◆ Task ◆
Exactly reproduce the lines from the line that has "Where can you see the green shrub" down to the last line of the entries, inclusive.

◆ Material provided ◆
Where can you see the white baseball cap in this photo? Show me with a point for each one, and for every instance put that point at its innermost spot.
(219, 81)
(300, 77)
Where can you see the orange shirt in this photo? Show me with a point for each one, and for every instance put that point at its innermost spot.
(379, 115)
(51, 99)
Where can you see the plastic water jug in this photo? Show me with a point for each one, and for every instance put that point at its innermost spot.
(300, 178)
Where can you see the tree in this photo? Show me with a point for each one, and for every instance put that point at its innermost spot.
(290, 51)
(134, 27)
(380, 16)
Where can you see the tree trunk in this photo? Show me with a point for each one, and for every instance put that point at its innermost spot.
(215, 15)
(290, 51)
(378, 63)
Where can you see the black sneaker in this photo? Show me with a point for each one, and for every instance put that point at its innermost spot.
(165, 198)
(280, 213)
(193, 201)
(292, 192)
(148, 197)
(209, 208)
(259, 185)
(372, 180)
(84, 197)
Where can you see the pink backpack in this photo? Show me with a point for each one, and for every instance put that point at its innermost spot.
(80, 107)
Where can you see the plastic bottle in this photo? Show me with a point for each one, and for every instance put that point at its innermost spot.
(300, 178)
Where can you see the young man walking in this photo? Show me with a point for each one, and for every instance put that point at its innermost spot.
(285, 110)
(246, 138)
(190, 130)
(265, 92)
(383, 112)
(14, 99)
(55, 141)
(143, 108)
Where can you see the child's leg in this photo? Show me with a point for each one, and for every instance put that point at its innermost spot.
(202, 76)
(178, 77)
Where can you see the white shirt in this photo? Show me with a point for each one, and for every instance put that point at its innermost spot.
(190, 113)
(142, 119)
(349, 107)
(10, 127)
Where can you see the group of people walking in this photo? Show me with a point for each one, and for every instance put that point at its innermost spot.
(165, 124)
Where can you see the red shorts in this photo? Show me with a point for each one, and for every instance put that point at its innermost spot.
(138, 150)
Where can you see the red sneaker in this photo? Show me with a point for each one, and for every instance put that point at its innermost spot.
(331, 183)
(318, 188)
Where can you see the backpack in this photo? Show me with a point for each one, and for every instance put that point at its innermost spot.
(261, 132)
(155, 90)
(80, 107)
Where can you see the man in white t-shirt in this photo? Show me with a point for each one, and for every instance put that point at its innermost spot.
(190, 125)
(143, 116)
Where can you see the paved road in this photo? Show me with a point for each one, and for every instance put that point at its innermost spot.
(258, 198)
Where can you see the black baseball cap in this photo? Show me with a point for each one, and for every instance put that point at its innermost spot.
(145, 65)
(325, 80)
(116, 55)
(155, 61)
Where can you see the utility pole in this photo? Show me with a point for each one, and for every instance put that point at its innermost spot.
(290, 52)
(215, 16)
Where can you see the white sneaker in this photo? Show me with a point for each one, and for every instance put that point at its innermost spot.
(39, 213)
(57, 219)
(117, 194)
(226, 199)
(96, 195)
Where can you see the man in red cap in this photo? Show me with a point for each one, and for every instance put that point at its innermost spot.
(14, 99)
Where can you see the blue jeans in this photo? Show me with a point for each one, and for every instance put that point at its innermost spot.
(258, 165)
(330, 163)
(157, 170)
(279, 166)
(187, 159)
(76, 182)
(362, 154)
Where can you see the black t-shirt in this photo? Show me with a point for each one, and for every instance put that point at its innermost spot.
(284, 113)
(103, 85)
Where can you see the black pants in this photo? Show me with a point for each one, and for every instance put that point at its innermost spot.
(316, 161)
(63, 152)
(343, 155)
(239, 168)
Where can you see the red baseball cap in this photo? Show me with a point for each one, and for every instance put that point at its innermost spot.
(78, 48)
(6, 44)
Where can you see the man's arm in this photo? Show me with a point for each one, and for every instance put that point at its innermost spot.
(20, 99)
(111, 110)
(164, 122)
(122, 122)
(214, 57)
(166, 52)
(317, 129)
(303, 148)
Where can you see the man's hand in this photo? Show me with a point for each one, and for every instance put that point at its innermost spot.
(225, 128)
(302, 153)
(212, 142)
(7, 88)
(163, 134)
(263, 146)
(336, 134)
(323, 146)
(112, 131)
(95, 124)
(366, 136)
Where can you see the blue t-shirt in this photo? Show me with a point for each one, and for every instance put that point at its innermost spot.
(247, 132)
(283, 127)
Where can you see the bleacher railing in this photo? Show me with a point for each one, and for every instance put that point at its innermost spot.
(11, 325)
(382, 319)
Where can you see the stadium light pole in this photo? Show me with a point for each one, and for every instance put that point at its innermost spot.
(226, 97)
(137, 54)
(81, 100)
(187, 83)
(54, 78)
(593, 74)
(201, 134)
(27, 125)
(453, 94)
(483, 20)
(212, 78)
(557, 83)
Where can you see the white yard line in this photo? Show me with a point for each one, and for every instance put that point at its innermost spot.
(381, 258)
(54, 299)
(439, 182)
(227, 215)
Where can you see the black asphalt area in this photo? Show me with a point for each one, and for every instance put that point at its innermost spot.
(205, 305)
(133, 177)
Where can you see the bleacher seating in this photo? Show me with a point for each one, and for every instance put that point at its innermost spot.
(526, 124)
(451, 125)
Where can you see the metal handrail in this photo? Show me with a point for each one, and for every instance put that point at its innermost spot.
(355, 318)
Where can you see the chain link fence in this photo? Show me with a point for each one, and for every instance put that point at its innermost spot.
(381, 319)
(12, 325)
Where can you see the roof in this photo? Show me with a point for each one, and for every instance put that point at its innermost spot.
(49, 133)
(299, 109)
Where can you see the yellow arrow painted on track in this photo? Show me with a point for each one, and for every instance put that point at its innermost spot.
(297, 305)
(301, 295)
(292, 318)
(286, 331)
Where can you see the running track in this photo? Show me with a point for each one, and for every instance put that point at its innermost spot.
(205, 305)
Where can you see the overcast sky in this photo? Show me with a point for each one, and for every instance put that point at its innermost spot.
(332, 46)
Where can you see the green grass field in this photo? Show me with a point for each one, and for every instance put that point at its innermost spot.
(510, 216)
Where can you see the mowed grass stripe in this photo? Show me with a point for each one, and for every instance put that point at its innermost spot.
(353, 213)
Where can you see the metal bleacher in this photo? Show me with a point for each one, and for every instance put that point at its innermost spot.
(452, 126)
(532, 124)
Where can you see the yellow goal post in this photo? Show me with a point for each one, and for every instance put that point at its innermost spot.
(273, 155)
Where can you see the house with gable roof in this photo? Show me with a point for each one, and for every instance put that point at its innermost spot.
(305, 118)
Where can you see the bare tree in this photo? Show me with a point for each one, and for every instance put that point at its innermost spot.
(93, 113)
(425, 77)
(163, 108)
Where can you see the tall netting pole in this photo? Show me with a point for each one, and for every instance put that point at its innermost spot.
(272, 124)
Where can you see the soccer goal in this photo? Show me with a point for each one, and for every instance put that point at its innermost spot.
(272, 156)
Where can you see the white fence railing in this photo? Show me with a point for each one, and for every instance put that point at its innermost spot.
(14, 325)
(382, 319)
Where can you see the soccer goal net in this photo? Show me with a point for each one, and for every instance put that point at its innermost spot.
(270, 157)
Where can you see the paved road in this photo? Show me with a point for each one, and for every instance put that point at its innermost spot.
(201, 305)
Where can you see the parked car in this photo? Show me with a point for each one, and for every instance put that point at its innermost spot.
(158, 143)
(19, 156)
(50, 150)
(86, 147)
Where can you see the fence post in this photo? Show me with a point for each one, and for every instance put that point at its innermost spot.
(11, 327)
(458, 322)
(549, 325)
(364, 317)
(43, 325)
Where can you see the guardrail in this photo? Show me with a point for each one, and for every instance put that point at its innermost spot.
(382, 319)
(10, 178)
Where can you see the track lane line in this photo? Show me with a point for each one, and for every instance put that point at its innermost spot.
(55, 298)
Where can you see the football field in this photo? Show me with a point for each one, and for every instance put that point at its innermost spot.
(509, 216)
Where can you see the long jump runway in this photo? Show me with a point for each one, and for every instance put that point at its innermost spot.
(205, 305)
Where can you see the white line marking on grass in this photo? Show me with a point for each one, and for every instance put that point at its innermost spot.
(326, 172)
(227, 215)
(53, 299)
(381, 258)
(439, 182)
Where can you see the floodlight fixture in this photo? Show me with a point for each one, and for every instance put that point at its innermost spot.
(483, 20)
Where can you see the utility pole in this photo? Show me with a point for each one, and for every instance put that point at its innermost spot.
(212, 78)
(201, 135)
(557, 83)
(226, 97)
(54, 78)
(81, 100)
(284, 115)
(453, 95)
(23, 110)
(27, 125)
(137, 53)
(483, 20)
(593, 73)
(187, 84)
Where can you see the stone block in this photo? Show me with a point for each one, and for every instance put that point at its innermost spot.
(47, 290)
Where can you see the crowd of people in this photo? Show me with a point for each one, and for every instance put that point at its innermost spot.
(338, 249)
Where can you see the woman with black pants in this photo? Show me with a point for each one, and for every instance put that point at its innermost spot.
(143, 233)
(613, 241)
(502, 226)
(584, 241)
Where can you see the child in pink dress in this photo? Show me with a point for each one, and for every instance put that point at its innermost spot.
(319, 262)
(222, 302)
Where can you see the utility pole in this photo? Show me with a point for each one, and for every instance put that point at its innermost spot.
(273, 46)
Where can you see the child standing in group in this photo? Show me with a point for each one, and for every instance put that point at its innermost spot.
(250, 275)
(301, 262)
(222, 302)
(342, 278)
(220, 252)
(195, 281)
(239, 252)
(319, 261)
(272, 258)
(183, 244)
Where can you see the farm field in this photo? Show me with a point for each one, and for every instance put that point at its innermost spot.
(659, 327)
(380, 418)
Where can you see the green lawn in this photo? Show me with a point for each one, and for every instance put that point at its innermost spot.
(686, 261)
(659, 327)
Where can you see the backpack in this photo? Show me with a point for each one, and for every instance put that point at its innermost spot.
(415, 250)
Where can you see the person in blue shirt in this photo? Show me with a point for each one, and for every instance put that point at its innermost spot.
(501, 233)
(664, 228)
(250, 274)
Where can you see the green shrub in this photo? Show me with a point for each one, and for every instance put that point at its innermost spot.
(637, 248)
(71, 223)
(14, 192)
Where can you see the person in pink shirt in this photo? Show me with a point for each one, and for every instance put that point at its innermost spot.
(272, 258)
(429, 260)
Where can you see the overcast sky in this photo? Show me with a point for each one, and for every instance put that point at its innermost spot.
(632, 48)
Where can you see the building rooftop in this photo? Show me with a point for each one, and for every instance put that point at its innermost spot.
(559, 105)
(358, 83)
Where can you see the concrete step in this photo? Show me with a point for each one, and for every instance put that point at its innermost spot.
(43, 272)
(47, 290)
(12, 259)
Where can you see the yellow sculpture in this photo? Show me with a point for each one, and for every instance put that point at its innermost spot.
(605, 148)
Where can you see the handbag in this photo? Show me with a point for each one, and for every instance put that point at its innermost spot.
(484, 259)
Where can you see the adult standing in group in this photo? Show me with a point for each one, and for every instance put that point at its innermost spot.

◆ Final result ◆
Where can you see the green shrub in this photo? Show me with a point for each one, and for every instance put that point at its innermost spot.
(637, 248)
(71, 223)
(14, 192)
Where can you see the person in pink shirt in this photo? Show me with a point for each one, and for every instance put that point at its innermost spot.
(272, 258)
(429, 260)
Where can you see the overcast sky in this photo? Show me with a point for each one, and for every instance put that point at its innermost spot.
(632, 48)
Where can you see the building rooftop in this photo? Show me with a point for each one, and for every instance put that point at its innermost spot.
(559, 105)
(358, 83)
Where can you see the concrete step in this photo? Show me with a point for each one, and for every instance put that point at its innermost spot.
(43, 272)
(47, 290)
(12, 259)
Where can you see the yellow sculpture in this photo? Show me with a point for each one, and for every instance put that point at its innermost spot.
(605, 148)
Where can you see the handbag in this photo? Show me with a point for each one, and for every instance put that point at its innermost spot.
(484, 259)
Where can you see the adult standing in group in this photo? Show me with a point for each one, and for every instance put that point at its innermost spot.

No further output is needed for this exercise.